- _What to produce_
Output, with no changes, the span of lines that opens with the line containing "Expected: for every instance of the orange" and closes with the last line.
begin Records supplied
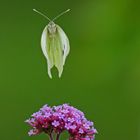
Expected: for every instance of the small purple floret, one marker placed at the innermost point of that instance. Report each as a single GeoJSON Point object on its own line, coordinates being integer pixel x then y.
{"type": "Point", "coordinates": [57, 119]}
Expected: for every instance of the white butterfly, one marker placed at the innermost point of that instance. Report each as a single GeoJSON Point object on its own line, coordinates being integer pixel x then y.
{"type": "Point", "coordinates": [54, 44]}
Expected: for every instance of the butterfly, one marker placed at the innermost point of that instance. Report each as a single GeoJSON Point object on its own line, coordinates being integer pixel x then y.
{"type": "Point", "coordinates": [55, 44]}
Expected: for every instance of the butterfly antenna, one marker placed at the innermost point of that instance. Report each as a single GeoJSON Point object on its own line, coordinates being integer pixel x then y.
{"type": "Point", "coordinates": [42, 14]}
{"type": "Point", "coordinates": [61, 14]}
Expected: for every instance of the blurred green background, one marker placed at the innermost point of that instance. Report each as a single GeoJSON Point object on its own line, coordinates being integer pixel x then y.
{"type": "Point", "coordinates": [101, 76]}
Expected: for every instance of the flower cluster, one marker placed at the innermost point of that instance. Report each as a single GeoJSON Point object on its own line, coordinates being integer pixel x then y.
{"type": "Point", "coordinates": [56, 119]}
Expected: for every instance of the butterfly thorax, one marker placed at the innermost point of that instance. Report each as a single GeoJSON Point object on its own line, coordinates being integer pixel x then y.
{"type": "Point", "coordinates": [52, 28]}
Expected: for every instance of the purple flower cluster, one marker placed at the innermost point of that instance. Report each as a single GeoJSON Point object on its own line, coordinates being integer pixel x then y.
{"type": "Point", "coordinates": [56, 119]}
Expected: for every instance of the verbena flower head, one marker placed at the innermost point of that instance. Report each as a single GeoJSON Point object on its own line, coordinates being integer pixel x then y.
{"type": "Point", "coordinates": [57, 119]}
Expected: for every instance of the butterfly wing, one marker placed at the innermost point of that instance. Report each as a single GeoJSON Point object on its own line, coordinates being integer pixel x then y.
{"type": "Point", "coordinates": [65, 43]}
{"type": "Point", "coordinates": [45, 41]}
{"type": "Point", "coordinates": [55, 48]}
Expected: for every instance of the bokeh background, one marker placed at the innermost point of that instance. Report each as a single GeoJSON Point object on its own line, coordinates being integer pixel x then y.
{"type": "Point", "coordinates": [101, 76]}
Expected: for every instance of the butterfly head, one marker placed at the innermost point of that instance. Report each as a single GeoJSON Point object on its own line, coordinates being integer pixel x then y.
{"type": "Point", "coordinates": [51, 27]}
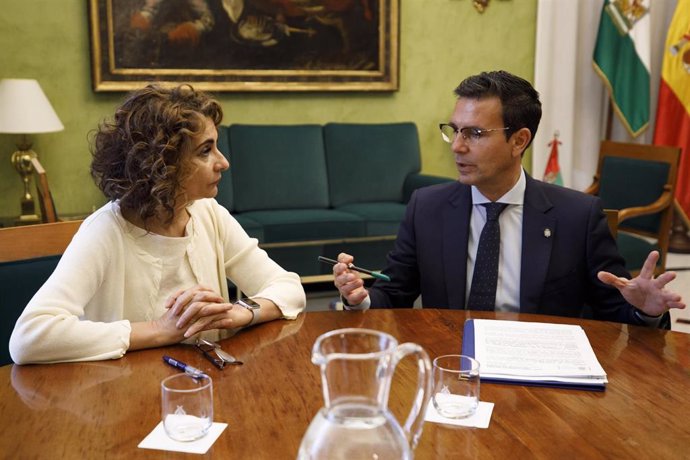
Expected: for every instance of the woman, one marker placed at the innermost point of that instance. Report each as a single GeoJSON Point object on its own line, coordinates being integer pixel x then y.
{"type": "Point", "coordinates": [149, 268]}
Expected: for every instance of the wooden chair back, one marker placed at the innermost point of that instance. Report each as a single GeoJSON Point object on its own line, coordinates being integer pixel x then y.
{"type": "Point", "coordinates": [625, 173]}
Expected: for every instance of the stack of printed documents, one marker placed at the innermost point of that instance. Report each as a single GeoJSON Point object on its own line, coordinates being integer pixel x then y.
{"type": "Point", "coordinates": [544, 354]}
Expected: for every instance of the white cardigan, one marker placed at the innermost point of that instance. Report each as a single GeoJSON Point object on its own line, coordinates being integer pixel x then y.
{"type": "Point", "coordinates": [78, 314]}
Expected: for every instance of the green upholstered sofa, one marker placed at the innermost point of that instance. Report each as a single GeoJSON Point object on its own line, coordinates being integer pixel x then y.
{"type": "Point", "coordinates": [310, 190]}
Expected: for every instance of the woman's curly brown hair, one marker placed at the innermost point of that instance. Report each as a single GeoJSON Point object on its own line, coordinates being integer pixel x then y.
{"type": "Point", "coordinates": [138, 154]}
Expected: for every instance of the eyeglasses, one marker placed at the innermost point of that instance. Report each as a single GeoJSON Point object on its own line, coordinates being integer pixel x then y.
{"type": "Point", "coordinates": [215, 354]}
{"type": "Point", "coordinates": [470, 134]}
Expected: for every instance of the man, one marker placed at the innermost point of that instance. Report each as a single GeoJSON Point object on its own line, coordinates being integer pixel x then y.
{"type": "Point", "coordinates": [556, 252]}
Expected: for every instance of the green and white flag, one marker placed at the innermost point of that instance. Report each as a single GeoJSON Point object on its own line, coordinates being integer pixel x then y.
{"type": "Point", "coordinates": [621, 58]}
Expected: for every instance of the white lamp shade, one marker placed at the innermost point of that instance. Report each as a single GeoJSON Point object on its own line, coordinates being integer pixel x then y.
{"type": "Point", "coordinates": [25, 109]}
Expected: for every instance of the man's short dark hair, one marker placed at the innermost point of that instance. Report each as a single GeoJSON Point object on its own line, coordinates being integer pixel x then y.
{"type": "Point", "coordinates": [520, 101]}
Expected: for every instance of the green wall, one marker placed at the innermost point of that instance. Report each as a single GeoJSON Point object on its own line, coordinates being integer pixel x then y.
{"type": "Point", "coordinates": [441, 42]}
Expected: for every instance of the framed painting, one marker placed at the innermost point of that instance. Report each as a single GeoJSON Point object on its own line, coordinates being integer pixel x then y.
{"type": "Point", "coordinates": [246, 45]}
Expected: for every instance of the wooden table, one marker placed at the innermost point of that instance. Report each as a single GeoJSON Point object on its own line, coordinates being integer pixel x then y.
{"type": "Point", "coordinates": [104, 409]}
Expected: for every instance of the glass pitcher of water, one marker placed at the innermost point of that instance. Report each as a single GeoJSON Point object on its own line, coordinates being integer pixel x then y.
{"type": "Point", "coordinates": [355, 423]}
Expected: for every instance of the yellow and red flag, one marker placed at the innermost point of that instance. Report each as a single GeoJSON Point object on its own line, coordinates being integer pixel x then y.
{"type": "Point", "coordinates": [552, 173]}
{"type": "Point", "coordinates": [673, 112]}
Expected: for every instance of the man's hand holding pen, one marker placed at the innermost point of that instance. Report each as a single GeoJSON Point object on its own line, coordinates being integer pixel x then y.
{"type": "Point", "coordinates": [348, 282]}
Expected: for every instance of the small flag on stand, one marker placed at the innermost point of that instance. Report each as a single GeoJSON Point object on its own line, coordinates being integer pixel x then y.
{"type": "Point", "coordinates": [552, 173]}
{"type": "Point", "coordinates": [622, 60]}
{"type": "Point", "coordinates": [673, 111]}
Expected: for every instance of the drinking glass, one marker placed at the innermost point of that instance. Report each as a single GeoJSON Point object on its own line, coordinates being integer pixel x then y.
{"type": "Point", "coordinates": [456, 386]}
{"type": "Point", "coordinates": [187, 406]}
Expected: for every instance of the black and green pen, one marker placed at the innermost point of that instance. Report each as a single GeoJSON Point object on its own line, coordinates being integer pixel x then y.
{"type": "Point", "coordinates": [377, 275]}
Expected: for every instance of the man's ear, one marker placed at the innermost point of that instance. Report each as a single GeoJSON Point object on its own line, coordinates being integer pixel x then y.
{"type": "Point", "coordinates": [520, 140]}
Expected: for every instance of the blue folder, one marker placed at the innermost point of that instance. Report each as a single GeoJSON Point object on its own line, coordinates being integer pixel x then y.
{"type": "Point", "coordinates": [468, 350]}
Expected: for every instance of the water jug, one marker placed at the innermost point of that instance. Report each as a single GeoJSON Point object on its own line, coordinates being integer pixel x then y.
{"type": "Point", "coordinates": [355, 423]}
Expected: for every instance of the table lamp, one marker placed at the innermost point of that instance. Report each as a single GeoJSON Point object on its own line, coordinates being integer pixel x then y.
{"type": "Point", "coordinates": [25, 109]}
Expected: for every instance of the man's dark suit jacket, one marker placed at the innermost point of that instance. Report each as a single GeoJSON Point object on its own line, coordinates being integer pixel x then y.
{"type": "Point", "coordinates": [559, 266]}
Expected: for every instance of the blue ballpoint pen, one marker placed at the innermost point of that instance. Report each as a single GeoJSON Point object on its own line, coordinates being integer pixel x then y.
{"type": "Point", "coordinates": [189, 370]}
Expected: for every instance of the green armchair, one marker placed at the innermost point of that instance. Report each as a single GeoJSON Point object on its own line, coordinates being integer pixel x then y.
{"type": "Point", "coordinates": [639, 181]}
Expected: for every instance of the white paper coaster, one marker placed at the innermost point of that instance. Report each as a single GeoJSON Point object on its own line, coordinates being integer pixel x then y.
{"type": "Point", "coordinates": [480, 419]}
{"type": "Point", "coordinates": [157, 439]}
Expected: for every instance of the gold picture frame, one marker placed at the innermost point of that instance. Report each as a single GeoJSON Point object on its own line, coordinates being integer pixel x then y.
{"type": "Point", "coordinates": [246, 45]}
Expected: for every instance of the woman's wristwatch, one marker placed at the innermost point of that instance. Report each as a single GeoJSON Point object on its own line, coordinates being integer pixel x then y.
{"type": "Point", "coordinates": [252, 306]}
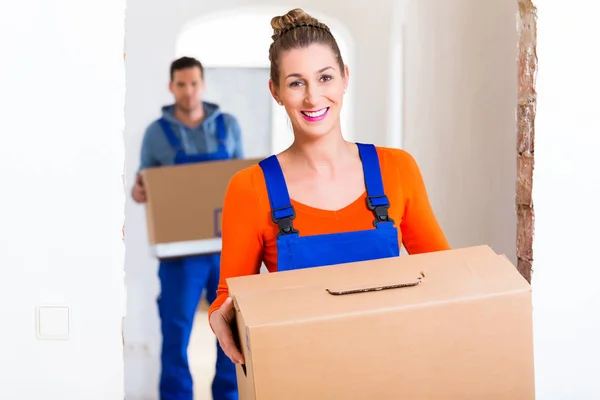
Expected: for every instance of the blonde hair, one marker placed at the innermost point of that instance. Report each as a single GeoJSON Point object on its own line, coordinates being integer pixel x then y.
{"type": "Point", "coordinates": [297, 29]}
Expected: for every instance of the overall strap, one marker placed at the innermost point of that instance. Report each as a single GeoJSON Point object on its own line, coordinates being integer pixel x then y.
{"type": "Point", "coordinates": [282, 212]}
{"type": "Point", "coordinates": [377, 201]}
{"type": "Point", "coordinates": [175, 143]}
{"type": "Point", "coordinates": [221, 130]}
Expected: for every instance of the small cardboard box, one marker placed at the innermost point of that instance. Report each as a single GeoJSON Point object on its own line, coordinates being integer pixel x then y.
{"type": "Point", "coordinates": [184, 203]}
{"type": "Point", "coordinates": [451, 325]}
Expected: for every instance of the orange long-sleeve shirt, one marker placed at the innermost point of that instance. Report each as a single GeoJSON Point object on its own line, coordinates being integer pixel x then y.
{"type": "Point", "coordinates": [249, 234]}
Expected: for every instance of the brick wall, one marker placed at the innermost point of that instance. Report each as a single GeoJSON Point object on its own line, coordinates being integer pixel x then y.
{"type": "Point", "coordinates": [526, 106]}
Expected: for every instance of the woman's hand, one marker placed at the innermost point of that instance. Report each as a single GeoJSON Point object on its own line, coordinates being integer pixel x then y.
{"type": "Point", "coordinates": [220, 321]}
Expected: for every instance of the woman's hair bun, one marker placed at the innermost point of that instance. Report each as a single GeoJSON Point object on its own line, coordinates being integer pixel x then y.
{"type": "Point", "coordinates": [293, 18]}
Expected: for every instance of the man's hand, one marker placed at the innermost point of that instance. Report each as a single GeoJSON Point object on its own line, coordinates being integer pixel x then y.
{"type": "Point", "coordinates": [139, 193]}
end Records supplied
- _Solution to this exercise_
Expected: for every instance of the orange long-sleeve shirt, one marker placed at the innermost point of that instance. Report each as a single GeoJSON Point object on its own line, coordinates being integer pixel x then y.
{"type": "Point", "coordinates": [249, 234]}
Expected: for every instance of the brick wall, one marker placed at the innermost point of that instance. Report each as a single GeoJSON Point object on its own line, coordinates being integer pixel x then y.
{"type": "Point", "coordinates": [526, 106]}
Expected: for every instance of the woman's hand, one marker placed at the innermost point of that instance. Report each as a single GeoJSON Point object on its own line, coordinates being integer pixel x then y.
{"type": "Point", "coordinates": [220, 321]}
Expected: for every instance of the woman's hair bun, one marker placed at the innermost point of that instance. Report each as a single GeoJSON Point object on its own line, coordinates being integer pixel x then y.
{"type": "Point", "coordinates": [293, 18]}
Expected: for every instance of the man's hand, one marker placed at the innermost point of that instance. Report each as a single GeoJSON Point object on its own line, coordinates being integer pixel x then y.
{"type": "Point", "coordinates": [139, 193]}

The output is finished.